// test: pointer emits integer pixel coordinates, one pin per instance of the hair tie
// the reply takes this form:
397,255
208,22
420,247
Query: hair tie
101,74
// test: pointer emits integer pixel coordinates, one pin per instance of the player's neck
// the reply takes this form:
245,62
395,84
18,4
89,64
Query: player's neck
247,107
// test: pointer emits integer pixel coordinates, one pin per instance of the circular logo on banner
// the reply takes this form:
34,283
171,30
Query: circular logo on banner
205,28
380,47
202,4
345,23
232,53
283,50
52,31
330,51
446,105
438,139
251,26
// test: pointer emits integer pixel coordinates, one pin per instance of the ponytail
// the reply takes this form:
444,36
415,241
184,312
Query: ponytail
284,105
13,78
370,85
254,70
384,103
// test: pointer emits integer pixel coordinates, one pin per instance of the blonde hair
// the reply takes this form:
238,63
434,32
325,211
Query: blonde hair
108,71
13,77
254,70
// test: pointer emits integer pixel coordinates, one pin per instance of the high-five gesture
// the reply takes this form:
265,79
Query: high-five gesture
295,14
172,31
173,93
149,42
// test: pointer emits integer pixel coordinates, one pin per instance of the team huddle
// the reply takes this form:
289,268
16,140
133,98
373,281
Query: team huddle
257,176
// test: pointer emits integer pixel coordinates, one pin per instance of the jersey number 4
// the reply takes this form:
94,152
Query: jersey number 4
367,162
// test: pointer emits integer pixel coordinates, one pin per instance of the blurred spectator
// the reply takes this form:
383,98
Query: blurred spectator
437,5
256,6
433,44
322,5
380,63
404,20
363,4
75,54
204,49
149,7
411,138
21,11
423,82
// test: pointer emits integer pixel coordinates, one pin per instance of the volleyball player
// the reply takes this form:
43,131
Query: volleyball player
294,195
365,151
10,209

Exercise requirements >> In the entries above, find each line with the word "pixel" and copy it.

Expected answer >>
// test: pointer emits integer pixel coordinates, one pin per instance of the hair tie
// test: pointer emits integer pixel coordinates, one pin per instance of the player's neck
// test: pointer emits integer pixel coordinates, one pin per instance of the circular logo on banner
// test: pointer emits integer pixel coordinates, one pin per instance of the ponytail
// test: pointer emits integer pixel coordinates, one pin per instance of the blonde hair
// test: pointer emits integer pixel coordinates, one pin per instance of the high-five gesture
// test: pointer emits integer pixel coordinates, one pin per instance of the team huddle
// test: pointer emits integer pixel coordinates, one pin per instance of the jersey number 4
// test: pointer emits integer pixel coordinates, one pin per instance of the blurred spectator
// test: pointer emits integer pixel coordinates, one pin per instance of the volleyball player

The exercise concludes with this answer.